• **DOCUMENT SEGMENT**:

Open Innovation

The case for sharing and harvesting innovations in photonics
28 December 2012
Henry Chesbrough and Jason M. Eichenholz

In the fast-moving photonics industry, new product design and development is crucial for the survival of a company. Companies must continually improve the features, benefits, and performance of their products because of continuous advances in technology, competition, and the changing preferences and needs of customers.

Funding a new R&D project can be a real challenge in today’s economic climate. High-profile, capital-intensive R&D projects are investments to expand long-term possibilities but often have to be sacrificed in order to save jobs and workplaces here and now.

Yet, R&D is essential for new product development and can make the difference between a business moving ahead and losing the race.

In the past, R&D was a valuable strategic asset, especially when used as a formidable barrier to entry by competitors. Only large corporations like IBM, DuPont, Xerox, or AT&T Bell Labs could compete by doing the most R&D in their respective industries (and subsequently reaping most of the profits). Rivals who sought to unseat those powerhouses had to ante up considerable resources to create their own labs if they were to have any chance of succeeding via technological advancement.

• **DATASET EXTRACT**:
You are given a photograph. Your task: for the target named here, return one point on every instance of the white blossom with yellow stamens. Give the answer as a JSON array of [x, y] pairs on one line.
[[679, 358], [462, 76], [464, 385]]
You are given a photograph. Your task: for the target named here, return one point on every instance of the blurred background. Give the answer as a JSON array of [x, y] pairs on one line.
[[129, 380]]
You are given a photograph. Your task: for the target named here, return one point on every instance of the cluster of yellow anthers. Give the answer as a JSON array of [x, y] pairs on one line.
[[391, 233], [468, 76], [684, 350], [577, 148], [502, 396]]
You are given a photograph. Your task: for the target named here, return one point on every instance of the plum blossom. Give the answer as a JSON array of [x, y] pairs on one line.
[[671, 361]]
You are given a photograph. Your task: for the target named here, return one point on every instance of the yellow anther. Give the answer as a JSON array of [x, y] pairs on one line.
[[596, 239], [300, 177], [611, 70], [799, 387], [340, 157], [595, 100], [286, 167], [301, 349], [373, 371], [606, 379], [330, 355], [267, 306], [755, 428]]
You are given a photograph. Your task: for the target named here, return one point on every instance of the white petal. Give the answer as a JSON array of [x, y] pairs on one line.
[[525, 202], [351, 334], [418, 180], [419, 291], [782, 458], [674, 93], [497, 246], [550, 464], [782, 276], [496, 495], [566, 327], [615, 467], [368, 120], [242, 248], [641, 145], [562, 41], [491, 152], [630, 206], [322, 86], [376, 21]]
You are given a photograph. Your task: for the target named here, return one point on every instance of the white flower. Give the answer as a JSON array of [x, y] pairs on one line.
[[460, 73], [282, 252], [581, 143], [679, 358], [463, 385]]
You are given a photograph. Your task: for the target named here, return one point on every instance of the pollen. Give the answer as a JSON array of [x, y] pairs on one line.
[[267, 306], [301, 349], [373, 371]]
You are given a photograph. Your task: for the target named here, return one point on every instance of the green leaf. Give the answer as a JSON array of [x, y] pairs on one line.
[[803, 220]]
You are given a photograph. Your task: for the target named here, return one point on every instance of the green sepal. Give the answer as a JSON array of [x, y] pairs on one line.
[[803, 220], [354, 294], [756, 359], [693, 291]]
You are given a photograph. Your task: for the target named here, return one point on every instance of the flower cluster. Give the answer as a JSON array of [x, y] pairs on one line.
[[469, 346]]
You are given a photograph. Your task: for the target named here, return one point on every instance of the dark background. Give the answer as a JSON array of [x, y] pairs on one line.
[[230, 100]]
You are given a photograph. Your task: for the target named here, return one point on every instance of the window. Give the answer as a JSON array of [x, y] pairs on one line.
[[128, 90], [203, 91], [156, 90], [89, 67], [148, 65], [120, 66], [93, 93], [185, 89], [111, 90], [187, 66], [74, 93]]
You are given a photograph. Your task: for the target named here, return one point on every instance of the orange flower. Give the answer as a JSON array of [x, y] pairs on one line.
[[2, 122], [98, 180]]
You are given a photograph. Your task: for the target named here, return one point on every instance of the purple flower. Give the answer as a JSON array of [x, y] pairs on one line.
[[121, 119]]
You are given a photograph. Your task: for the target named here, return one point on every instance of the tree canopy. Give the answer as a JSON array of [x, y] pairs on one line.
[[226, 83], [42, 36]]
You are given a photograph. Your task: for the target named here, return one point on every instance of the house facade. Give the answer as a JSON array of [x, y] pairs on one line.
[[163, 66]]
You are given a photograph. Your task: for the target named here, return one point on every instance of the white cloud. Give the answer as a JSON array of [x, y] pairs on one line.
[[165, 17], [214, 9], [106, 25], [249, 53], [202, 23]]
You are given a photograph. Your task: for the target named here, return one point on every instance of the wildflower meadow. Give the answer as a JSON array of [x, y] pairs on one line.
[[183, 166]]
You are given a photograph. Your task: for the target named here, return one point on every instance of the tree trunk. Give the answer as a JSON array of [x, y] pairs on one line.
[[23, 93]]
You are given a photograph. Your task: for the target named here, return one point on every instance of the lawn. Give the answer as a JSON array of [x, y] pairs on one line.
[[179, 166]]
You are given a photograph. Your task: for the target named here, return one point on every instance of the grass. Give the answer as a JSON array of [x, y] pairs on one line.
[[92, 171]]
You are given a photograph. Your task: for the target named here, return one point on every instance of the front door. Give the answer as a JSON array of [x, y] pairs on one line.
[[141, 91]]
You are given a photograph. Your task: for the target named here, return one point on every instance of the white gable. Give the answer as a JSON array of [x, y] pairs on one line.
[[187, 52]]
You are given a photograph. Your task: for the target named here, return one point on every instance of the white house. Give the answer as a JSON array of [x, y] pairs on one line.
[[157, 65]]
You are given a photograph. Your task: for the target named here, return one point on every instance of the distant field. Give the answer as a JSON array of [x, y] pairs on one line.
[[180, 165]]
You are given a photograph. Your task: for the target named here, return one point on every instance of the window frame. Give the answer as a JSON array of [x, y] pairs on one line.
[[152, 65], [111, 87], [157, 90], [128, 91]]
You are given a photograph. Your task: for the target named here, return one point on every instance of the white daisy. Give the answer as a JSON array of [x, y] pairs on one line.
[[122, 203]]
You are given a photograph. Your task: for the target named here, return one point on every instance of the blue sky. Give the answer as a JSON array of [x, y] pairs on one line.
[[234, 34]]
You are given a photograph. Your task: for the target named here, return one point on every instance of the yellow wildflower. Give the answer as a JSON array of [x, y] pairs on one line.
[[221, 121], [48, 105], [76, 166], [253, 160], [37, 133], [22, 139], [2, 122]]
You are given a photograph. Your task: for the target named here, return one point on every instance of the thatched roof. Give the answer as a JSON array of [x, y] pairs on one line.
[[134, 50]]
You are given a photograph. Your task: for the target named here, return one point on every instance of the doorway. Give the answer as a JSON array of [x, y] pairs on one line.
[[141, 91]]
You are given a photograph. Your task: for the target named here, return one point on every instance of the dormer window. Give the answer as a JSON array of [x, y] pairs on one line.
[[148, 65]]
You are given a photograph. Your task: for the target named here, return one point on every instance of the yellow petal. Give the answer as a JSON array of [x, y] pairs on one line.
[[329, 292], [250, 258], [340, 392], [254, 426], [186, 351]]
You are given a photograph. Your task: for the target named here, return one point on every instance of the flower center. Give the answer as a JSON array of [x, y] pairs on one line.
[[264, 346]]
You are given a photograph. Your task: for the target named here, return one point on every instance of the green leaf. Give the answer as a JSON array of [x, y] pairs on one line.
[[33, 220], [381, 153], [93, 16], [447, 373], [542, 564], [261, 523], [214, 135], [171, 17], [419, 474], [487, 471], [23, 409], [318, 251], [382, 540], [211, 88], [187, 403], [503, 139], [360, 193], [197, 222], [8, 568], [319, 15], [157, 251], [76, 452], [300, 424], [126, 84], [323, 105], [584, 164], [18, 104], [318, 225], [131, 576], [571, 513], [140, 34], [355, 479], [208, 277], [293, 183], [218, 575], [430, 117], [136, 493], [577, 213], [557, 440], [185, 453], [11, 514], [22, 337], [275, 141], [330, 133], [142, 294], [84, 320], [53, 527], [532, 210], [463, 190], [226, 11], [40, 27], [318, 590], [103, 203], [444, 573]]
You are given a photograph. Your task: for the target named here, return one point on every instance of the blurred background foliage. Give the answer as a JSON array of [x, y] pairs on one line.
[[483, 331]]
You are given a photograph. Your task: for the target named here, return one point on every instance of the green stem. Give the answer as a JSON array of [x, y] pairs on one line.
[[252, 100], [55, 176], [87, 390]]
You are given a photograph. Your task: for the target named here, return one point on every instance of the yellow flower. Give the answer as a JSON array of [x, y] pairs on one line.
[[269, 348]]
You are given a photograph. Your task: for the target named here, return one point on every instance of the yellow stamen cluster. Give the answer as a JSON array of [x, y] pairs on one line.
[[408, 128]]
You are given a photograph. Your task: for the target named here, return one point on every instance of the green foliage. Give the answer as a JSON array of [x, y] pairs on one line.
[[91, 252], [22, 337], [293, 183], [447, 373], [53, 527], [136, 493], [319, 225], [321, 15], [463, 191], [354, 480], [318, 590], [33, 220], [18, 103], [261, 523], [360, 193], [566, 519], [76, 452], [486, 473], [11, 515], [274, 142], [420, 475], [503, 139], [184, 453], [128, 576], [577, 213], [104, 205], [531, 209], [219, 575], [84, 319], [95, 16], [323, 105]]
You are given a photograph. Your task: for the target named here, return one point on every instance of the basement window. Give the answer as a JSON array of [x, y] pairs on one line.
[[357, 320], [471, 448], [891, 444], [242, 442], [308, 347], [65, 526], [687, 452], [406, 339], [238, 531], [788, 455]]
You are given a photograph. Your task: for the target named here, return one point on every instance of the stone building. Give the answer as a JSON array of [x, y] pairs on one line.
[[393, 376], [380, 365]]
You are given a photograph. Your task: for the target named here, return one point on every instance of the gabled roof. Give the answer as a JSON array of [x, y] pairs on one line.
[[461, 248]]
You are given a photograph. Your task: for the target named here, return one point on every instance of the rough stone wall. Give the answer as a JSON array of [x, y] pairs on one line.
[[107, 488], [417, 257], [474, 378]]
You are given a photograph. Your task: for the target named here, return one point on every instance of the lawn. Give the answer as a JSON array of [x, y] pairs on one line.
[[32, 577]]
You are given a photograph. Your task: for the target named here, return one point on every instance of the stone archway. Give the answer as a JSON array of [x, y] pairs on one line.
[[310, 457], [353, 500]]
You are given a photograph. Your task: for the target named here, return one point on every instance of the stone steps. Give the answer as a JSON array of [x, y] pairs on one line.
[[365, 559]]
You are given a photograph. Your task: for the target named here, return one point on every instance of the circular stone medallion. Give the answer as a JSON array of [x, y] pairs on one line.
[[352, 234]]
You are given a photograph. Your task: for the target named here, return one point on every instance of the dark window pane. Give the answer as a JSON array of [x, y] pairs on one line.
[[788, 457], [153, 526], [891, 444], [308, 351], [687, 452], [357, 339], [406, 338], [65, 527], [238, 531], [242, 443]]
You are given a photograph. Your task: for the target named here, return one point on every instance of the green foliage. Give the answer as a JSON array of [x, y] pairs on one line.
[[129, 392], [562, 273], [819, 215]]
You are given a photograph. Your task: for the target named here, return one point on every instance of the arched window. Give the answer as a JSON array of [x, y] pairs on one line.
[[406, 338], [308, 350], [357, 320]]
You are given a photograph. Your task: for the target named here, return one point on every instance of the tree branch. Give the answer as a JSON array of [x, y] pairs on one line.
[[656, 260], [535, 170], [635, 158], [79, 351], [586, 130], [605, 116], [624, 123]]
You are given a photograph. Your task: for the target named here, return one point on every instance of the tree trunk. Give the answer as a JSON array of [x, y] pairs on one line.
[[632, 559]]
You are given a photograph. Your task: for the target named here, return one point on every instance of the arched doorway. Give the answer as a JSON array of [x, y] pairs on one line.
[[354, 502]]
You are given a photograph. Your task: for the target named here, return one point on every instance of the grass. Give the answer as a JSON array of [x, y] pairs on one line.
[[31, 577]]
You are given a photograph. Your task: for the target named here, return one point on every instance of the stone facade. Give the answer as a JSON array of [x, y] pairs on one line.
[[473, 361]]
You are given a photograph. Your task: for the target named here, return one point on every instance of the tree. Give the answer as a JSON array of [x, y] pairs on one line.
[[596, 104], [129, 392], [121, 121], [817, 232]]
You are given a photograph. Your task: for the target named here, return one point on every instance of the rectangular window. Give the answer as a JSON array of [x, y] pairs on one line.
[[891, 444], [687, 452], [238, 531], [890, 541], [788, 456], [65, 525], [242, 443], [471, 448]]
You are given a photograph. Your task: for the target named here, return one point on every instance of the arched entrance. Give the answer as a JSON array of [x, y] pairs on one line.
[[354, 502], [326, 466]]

• **EXERCISE TASKS**:
1. Which large corporations does the open innovation article name as having competed by doing the most R&D in their industries?
2. Please carry the open innovation article on from its final sentence.
The items have nothing to do with the open innovation article.

• **TASK-BY-TASK RESULTS**:
1. IBM, DuPont, Xerox, and AT&T Bell Labs.

2.
These days, however, the leading industrial enterprises of the past are encountering remarkably strong competition from many upstarts. Surprisingly, these newcomers conduct little or no basic research on their own. Instead, they get new ideas to market through a different process.

Open innovation process

New business development processes and the marketing of new products have traditionally taken place within the firm boundaries of a company’s linear product-development funnel (Figure 1). Under this closed model of innovation, research projects are launched from the science and technology base of the firm. They progress through the development process, and some projects are stopped while others are selected for further work and advancement. Management and staff are essentially the sole source of new possibilities.


  Figure 1: In closed innovation, a company generates, develops, and commercializes its own ideas.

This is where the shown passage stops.